__Goal of the exercise__: Reproduce all the entries beneath this sentence exactly.

Data provided section start

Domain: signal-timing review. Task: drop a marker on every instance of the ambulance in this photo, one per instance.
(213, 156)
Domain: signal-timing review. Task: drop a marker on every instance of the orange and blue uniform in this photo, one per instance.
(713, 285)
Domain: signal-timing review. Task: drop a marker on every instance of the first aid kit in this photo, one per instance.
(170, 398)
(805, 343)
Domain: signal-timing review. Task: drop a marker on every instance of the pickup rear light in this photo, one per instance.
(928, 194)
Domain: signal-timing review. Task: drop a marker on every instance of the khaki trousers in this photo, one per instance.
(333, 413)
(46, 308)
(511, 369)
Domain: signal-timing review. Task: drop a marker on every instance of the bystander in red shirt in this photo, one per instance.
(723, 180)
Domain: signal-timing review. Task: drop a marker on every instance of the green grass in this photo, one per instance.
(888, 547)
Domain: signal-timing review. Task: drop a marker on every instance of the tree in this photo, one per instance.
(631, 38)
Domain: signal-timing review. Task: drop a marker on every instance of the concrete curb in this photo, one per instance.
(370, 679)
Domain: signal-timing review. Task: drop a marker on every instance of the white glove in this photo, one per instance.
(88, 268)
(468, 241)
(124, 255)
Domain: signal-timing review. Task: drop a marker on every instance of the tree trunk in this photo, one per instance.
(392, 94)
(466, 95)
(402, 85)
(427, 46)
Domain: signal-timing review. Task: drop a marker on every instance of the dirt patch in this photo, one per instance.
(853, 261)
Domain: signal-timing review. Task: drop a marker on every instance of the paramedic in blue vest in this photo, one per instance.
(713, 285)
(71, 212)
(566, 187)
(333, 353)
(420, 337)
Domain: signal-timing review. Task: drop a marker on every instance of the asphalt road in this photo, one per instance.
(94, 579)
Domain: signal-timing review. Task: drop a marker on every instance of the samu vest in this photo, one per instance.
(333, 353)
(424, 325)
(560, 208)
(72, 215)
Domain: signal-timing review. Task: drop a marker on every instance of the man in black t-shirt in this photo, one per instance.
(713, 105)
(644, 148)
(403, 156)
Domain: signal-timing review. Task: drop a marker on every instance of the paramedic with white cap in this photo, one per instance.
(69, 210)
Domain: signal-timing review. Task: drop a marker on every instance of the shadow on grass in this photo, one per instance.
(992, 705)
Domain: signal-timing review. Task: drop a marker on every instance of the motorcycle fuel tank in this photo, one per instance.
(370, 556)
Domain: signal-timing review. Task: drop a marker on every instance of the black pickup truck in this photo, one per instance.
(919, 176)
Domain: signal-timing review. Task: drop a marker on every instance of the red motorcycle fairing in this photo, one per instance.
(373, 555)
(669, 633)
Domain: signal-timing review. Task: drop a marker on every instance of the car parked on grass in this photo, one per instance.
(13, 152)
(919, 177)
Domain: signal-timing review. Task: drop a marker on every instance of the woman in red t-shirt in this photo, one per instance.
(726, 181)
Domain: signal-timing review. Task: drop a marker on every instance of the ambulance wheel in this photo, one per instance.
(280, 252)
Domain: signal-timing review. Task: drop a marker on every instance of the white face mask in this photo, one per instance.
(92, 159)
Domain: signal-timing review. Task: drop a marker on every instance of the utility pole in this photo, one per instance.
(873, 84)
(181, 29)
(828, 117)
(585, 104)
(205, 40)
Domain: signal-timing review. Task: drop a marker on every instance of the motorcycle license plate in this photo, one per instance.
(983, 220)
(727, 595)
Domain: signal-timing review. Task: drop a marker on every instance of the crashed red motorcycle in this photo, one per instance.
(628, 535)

Data provided section end

__Result of the task__:
Domain: signal-timing review. Task: drop a marker on every instance of the ambulance in this photo, one per instance.
(213, 156)
Domain: signal-timing review. Task: drop a marker on every instance of the orange and blue uniform in this photo, one per instance.
(713, 285)
Domain: signal-timing review. Task: drop a marker on every instance of the first aid kit in this photo, one per instance.
(170, 398)
(805, 343)
Domain: signal-timing review. Task: drop a marker on every instance of the pickup rear light in this photo, one per instance.
(928, 194)
Domain: signal-timing review. Task: drop a marker on every instance of the khaki trousers in this photo, one per instance.
(333, 413)
(46, 308)
(511, 369)
Domain: signal-timing review. Task: drop a marker on every instance of the bystander in red shirt in this photo, one per instance.
(723, 180)
Domain: signal-timing review. Task: drop a marker on every instance of the green grass in this photo, one per instance.
(888, 547)
Domain: signal-timing review. Task: drop a marker on every instance of the tree in this photo, one per instance.
(631, 38)
Domain: signal-timing review. Task: drop a marker on every instance of the concrete curb in this photo, one per instance.
(370, 679)
Domain: signal-timing review. Task: drop a marker on every instance of the white glove in this photo, one per instance.
(88, 268)
(468, 241)
(124, 255)
Domain: signal-timing review. Task: drop a marker on every instance of the tree trunk in this photo, one per instance.
(392, 94)
(466, 95)
(402, 85)
(427, 46)
Domain: signal-timing review. Task: drop a marker on every instance of the dirt patch in this photo, one per instance.
(853, 261)
Domain: signal-timing review. Task: drop a marker on every instance of the paramedic in blue vest in this photo, one per instance.
(713, 285)
(71, 212)
(566, 187)
(333, 353)
(420, 337)
Domain: signal-timing review. Task: drop a marker on every instance of the asphalt road in this photo, one per instance.
(94, 579)
Domain: signal-timing review. Task: drop a marker on every instance of the samu vest in this photo, one per instance.
(333, 353)
(424, 325)
(560, 208)
(72, 215)
Domain: signal-timing review. Task: drop a marker on every instance of the man in black t-shirt in this photo, one per instance.
(713, 105)
(644, 148)
(403, 156)
Domain: signal-timing review. Task: drop a marker on every instance of the paramedic with white cap in this photo, one per instance.
(69, 210)
Domain: signal-timing review. Task: drop a marker on every instance of the shadow on grass in this photo, one per instance.
(992, 705)
Domain: signal-timing review. Task: drop a marker on every instance of the motorcycle fuel tank in this photo, one per instance.
(370, 556)
Domain: signal-timing review. Task: drop a marker on every instance of the black pickup truck in this photo, one per instance.
(919, 176)
Domain: signal-timing review. Task: drop a marker on every instance of the red motorcycle fairing in this photo, one per instance.
(373, 555)
(669, 633)
Domain: signal-timing review. Task: drop a marker on every instance of the car parked on grass in this photo, one per instance.
(13, 152)
(919, 177)
Domain: signal-timing review. Task: drop a marker on every instance of the woman in red t-shirt in this photo, one per instance.
(726, 181)
Domain: signal-timing review. Task: drop a marker on every instance of the ambulance wheel in this photo, one per instance.
(280, 252)
Domain: signal-timing review. Task: drop a marker on every instance of the white face mask in this photo, one per instance.
(92, 159)
Domain: signal-timing review. Task: drop a marker on every instance of the utility pole in this photo, one per instance.
(873, 84)
(181, 29)
(828, 117)
(585, 104)
(205, 40)
Domain: signal-timing review. Task: drop a marker on every instance of the motorcycle license plate in this photo, one per instance.
(983, 220)
(727, 595)
Domain: signal-timing review. Task: drop a marker on every instance of the crashed red motorcycle in this photo, one per instance.
(628, 535)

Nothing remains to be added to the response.